Finalement, il convient de rappeler que lors d’une vaccination, les réactions vasovagales (en particulier chez les jeunes) sont bien plus fréquentes que les réactions allergiques. Elles peuvent être distinguées sur la base d’éléments cliniques, notamment en présence d’une bradycardie et d’une bradypnée (figure 4). Il est aussi utile de rappeler qu’un prurit palmoplantaire est souvent un signe avant-coureur d’une anaphylaxie potentiellement sévère. Concernant la prise en charge, il faut administrer en priorité un traitement d’adrénaline en présence de signe de gravité (atteinte cardiovasculaire/respiratoire). En cas de réaction allergique simple (urticaire, angiœdème), la prise d’antihistaminique peut éventuellement suffire. L’indication aux corticostéroïdes sera plutôt réservée aux allergies sévères, bien qu’ils puissent affecter la réponse vaccinale (figure 4).
Dans le contexte pandémique actuel aux conséquences sanitaires et économiques désastreuses, la vaccination ouvre la perspective d’une fin de pandémie. Des efforts internationaux sans précédent ont permis le développement de vaccins contre le SARS-CoV-2 en un temps record grâce à l’utilisation de technologies nouvelles. De nouvelles générations de vaccins sont déjà en cours d’élaboration pour pouvoir faire face aux nouveaux variants, notamment ceux portant la mutation E484K (variants dits brésilien et sud-africain). Concernant le risque d’anaphylaxie lié à la vaccination, les mécanismes d’action doivent être encore mieux compris, même si les données épidémiologiques actuelles sont très rassurantes, en partie grâce aux mesures de précaution mises en place.

◆ CONSIGNE DE TRAVAIL 1: Mettez à jour le passage du texte de référence, tout ce qui va de "Finalement, il convient" jusqu'à "vaccinale (figure 4).", en remplaçant "jeunes" par "adolescents".
◆ CONSIGNE DE TRAVAIL 2:
Pour chaque affirmation, indiquez si elle concorde avec le texte de référence (oui ou non) et citez les mots qui tranchent.
(a) Lors d'une vaccination, les réactions vasovagales sont plus rares que les réactions allergiques.
(b) Un prurit palmoplantaire peut annoncer une anaphylaxie potentiellement sévère.
(c) Les corticostéroïdes sont indiqués en priorité pour les réactions allergiques simples.
◆ CONSIGNE DE TRAVAIL 3: D'après le texte de référence, quelle mutation portent les variants dits brésilien et sud-africain ?
Appuyez-vous uniquement sur le texte de référence.

◆ LIGNES FOURNIES:
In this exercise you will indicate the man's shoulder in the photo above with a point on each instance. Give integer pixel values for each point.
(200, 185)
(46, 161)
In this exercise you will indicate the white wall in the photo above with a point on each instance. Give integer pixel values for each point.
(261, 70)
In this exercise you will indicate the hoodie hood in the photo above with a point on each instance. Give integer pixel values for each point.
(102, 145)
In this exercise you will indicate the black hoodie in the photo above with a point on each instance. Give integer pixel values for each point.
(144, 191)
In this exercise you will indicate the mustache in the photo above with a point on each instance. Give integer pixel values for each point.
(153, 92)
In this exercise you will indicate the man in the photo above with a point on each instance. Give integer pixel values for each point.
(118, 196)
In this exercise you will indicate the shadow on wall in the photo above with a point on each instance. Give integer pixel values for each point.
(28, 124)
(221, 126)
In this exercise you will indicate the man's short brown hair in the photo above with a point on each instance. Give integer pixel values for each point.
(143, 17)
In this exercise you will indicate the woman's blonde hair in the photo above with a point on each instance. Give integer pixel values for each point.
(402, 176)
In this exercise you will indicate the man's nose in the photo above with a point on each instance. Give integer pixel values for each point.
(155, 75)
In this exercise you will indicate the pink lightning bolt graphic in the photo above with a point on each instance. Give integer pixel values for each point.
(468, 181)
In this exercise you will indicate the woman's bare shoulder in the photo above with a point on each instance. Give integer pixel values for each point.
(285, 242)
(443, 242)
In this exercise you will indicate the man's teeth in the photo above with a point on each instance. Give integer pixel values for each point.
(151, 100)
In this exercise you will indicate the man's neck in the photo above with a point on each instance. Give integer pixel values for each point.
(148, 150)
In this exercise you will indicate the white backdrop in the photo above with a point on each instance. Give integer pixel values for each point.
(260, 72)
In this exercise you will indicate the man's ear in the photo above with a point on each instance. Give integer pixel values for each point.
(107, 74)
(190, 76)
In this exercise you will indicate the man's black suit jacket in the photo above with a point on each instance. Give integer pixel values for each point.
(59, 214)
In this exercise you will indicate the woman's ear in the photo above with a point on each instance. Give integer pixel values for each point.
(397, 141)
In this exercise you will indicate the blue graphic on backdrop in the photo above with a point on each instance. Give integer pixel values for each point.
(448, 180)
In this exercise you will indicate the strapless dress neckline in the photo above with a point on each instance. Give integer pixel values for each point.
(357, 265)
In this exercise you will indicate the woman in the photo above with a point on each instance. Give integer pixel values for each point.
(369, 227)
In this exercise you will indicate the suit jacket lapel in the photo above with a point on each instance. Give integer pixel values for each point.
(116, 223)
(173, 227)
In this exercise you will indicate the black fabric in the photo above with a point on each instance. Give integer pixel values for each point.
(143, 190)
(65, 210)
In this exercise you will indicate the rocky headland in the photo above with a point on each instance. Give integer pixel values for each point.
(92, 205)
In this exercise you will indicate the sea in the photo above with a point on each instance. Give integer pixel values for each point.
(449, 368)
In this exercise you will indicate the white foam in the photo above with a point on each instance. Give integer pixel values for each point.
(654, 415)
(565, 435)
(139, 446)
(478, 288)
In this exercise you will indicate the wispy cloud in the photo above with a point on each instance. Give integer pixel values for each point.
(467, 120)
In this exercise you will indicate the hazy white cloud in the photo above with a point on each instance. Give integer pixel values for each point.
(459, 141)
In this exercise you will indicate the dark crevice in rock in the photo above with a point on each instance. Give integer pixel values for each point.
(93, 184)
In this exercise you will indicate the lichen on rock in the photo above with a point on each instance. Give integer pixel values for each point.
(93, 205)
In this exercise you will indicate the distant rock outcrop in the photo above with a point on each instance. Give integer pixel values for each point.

◆ VOTRE SOLUTION 1:
Finalement, il convient de rappeler que lors d’une vaccination, les réactions vasovagales (en particulier chez les adolescents) sont bien plus fréquentes que les réactions allergiques. Elles peuvent être distinguées sur la base d’éléments cliniques, notamment en présence d’une bradycardie et d’une bradypnée (figure 4). Il est aussi utile de rappeler qu’un prurit palmoplantaire est souvent un signe avant-coureur d’une anaphylaxie potentiellement sévère. Concernant la prise en charge, il faut administrer en priorité un traitement d’adrénaline en présence de signe de gravité (atteinte cardiovasculaire/respiratoire). En cas de réaction allergique simple (urticaire, angiœdème), la prise d’antihistaminique peut éventuellement suffire. L’indication aux corticostéroïdes sera plutôt réservée aux allergies sévères, bien qu’ils puissent affecter la réponse vaccinale (figure 4).

◆ VOTRE SOLUTION 2:
(a) Non : « les réactions vasovagales (en particulier chez les jeunes) sont bien plus fréquentes que les réactions allergiques ».
(b) Oui : « un prurit palmoplantaire est souvent un signe avant-coureur d’une anaphylaxie potentiellement sévère ».
(c) Non : « L’indication aux corticostéroïdes sera plutôt réservée aux allergies sévères ».

◆ VOTRE SOLUTION 3: La mutation E484K.